▸ **Given information**:
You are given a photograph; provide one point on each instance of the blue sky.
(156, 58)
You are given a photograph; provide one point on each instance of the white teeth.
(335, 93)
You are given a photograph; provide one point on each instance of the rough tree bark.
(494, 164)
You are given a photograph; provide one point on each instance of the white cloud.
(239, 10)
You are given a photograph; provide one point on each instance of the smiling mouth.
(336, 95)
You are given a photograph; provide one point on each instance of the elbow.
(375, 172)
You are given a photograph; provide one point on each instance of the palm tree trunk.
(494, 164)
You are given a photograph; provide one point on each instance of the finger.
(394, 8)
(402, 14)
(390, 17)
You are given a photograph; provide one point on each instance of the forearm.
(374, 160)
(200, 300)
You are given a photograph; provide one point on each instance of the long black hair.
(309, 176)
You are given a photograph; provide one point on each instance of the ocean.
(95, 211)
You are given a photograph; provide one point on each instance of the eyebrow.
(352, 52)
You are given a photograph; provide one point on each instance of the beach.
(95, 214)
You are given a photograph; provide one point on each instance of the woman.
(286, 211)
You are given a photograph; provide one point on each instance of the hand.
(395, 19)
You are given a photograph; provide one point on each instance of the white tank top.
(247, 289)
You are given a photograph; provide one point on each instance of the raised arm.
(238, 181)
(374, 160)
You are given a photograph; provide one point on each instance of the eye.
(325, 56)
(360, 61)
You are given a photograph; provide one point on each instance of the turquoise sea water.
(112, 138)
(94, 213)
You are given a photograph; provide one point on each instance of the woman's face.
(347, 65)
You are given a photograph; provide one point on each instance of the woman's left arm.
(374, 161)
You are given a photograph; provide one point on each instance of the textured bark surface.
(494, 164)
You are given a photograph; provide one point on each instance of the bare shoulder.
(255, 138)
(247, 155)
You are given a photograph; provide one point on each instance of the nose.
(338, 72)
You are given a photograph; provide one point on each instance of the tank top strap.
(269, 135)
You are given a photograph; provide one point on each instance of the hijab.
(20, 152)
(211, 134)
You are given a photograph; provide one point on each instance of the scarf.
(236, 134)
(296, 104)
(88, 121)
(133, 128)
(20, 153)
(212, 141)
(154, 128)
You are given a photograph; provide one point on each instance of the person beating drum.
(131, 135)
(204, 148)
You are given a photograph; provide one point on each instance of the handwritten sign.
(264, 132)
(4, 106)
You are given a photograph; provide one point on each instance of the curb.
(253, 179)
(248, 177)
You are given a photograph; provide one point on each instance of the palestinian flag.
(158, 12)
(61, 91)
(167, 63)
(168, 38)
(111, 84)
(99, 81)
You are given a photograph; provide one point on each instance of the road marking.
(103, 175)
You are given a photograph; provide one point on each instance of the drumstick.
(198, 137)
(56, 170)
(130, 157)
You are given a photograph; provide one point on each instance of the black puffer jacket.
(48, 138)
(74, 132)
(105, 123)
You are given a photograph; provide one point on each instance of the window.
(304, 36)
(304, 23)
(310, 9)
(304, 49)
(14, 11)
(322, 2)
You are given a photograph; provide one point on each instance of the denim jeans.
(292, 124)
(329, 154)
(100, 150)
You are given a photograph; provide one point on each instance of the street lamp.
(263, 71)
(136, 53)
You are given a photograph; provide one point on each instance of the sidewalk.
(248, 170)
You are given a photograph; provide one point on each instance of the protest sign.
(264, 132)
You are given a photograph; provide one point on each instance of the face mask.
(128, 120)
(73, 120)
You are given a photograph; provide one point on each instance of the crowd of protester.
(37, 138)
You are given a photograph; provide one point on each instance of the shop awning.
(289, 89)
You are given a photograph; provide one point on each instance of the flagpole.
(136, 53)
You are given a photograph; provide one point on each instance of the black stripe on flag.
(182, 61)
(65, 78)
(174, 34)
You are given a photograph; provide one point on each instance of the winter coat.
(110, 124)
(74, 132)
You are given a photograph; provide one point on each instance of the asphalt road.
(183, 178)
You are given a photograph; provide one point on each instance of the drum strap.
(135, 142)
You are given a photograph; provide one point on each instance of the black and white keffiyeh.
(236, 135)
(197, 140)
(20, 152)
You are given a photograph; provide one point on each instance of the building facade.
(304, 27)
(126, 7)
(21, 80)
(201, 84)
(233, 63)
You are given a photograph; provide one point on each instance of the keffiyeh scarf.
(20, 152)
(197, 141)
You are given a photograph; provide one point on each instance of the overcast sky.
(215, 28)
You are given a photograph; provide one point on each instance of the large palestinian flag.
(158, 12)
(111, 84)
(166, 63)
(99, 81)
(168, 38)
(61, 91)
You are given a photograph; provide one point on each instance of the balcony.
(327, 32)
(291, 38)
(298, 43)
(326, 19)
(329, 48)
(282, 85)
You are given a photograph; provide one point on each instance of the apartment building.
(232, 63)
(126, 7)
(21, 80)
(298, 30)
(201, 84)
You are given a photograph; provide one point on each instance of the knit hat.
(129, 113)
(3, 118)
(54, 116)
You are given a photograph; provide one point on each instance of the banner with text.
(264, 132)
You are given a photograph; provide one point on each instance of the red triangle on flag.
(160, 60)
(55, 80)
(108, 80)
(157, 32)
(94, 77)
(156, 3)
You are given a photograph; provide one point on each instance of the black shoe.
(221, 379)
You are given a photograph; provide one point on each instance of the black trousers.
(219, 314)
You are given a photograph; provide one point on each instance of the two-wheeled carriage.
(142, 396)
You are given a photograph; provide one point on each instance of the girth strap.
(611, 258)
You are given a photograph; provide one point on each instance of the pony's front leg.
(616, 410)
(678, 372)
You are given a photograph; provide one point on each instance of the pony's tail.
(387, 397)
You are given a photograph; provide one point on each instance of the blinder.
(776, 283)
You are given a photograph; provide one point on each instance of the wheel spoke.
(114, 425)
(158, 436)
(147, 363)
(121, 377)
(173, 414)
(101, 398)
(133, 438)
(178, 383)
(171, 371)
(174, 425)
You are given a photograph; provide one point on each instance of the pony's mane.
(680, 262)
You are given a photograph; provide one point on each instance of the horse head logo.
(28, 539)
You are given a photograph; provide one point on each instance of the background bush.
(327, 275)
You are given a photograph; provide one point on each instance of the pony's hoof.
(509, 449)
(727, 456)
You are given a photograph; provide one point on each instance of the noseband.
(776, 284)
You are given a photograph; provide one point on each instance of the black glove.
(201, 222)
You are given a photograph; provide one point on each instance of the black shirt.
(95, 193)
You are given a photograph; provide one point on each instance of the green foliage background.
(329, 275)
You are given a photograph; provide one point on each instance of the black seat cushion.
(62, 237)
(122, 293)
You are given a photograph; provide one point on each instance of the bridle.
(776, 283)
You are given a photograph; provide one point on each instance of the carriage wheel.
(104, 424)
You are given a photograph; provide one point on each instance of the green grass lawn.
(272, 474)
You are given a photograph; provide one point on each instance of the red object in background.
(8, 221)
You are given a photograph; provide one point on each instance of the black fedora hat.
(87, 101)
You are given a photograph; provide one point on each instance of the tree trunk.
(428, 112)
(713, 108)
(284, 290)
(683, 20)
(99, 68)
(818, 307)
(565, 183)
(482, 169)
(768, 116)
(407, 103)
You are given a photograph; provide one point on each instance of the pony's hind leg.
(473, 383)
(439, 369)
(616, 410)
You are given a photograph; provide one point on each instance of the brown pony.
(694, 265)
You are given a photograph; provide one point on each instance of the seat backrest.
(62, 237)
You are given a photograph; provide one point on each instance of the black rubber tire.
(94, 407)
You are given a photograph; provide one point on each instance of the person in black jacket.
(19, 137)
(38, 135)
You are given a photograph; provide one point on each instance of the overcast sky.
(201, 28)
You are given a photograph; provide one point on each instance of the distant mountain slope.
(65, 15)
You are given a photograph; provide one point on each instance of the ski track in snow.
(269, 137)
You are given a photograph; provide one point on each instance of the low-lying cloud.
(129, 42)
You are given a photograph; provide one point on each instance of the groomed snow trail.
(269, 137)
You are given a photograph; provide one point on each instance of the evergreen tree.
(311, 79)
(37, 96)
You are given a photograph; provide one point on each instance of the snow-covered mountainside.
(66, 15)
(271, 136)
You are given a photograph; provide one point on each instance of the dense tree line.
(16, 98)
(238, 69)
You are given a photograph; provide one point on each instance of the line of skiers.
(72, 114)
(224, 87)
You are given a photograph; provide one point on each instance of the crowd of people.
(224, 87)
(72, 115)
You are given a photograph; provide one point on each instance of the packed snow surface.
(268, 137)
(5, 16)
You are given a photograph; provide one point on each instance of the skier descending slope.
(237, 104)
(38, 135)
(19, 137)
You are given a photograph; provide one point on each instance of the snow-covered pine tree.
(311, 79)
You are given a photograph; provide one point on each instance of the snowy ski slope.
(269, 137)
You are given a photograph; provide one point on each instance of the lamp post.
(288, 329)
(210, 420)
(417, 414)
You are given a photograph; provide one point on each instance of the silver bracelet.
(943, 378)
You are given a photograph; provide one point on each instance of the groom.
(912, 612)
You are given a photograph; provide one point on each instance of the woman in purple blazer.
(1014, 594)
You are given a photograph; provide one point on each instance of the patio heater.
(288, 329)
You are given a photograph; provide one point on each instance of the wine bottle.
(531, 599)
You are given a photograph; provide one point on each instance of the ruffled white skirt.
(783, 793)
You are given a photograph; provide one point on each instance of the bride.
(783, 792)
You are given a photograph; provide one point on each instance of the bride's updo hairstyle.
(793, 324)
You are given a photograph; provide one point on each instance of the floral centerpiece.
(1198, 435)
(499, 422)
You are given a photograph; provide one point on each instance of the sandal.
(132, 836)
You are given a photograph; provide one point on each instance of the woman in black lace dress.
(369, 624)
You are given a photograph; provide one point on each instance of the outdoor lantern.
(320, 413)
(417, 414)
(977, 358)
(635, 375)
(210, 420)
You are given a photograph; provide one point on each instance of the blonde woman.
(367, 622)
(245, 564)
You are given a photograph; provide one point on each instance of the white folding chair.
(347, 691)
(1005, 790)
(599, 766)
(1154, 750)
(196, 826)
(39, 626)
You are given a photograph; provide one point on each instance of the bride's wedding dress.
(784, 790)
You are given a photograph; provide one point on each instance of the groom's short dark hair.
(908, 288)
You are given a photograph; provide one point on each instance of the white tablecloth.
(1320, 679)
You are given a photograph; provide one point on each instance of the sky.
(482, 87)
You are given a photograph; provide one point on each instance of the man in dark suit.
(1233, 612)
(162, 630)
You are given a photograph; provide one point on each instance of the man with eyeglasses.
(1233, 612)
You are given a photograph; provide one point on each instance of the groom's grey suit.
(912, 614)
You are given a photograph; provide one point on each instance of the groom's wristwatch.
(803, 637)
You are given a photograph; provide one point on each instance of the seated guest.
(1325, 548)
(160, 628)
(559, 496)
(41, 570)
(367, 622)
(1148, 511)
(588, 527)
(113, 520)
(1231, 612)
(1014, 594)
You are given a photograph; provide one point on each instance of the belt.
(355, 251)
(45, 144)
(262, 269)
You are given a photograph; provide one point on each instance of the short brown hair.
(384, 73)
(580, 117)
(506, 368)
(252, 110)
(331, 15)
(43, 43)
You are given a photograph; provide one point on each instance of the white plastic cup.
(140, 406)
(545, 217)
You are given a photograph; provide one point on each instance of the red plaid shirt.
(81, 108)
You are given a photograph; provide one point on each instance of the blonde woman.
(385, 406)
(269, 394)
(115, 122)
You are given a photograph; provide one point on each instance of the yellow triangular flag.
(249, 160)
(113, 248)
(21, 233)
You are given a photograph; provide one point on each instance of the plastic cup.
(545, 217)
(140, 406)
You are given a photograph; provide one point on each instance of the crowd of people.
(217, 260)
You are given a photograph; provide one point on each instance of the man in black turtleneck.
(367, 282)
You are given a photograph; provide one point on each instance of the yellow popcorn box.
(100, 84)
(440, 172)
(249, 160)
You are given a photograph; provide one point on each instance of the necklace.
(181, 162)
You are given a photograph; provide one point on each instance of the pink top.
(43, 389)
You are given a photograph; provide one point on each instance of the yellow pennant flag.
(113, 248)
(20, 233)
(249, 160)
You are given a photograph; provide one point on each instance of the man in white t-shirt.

▸ **Task requirements**: Can you quote exactly the lines from the one containing "white plastic cup." through the last line of the records above, and nothing else?

▸ **Exercise output**:
You are given a photograph; provide one point on each instance of the white plastic cup.
(140, 406)
(545, 217)
You are given a photograph; provide one point on each instance of the red plaid shirt.
(81, 108)
You are given a photograph; provide one point on each instance of the blonde woman.
(385, 406)
(269, 394)
(115, 122)
You are given a photograph; provide one point on each instance of the yellow triangular flag.
(249, 160)
(113, 248)
(21, 233)
You are given a photograph; provide one point on each instance of the plastic cup.
(545, 217)
(140, 406)
You are given a photograph; provide one point on each instance of the crowd of people.
(217, 260)
You are given a photograph; provide one point on each instance of the man in black turtleneck.
(367, 282)
You are given a photograph; provide one point on each instance of the yellow popcorn box.
(100, 84)
(440, 172)
(249, 160)
You are given a photograph; provide one point on each instance of the necklace.
(181, 162)
You are given a photograph; provide one point on each instance of the pink top.
(43, 389)
You are given a photograph; provide one point on each instance of the yellow pennant flag.
(113, 248)
(20, 233)
(249, 160)
You are given a photograph; provide one point on each instance of the man in white t-shirt.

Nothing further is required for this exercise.